I'll continue to post as things come up. I feel like it's a good place to be vulnerable and get my thoughts out instead of rattling around inside this oversized gourd of a cranium.
 

workinprogressUK

Well-Known Member
TheNorman said:
It turns out that "rebooting" is really about giving your brain space to get away from those old paths which I have been able to do since July.

Wise words. That saying that "neurons that fire together, wire together" holds true. You stopped firing the "trigger = P" neurons and you've spent time wiring "trigger = some other neurons", and your brain's nice and plastic in relation to that feeling of familiarity. Great work, pal. Keep letting yourself feel vulnerable!
 

TheNorman

Active Member
Happy new year all. The break was fantastic for me. Days without even looking at my computer, spending time reading, cleaning, organizing, decluttering. All good stuff. I'm still going strong. No PMO since my first post here and no MO since August. Still lots to work on from a mental-health perspective but in a much better space overall. I hope for all of you 2021 is the year that you remember as the year that you kicked P to the curb. It is not easy but it does get easier.

[Dataset excerpts]
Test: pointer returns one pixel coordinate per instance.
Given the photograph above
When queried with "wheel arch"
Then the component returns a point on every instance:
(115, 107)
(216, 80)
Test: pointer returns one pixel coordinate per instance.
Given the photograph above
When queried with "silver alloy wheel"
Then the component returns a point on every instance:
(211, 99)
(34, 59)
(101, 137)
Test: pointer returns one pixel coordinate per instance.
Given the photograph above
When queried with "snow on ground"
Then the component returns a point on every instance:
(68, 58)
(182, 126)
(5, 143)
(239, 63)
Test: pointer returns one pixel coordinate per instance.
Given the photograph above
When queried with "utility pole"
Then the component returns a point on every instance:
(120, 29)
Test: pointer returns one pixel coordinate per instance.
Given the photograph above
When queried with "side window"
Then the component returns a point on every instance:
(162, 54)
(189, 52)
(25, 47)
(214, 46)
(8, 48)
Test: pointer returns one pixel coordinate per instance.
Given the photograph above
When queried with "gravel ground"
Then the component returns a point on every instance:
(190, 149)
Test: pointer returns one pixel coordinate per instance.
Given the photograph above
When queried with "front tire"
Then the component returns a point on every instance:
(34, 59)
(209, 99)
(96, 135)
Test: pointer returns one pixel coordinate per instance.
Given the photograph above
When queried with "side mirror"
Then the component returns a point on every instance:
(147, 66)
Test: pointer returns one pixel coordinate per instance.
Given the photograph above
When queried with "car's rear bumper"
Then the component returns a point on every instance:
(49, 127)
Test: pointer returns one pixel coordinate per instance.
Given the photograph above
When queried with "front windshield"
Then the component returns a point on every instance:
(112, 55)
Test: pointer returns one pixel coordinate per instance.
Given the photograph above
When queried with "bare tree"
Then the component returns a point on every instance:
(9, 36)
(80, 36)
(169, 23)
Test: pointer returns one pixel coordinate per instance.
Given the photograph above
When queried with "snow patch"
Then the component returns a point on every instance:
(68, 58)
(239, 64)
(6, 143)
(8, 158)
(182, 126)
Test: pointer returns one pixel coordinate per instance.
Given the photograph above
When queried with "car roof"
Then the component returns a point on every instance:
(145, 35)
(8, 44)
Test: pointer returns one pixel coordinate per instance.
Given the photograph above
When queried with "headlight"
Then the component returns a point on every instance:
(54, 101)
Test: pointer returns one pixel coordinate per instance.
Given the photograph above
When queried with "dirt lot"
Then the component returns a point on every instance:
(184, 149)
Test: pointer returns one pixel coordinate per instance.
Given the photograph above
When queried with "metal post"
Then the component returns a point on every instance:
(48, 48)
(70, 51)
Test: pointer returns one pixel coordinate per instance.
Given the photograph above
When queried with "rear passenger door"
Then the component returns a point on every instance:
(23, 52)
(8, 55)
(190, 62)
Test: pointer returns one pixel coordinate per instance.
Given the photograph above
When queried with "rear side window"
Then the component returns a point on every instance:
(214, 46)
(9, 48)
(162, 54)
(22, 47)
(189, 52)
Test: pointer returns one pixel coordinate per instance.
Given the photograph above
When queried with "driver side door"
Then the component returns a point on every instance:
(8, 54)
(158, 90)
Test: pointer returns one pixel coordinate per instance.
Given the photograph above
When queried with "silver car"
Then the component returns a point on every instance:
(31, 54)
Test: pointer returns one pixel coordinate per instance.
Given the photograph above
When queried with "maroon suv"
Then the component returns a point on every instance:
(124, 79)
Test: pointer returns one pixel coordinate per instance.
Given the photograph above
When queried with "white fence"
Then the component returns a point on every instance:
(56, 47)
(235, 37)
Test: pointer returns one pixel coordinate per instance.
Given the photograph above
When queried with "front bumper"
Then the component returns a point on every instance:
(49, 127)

* What to do:
In the forum thread, rewrite the passage from "I'll continue to" up to and including "of a cranium.", with "gourd" changed to "pumpkin".

* Reply:
I'll continue to post as things come up. I feel like it's a good place to be vulnerable and get my thoughts out instead of rattling around inside this oversized pumpkin of a cranium.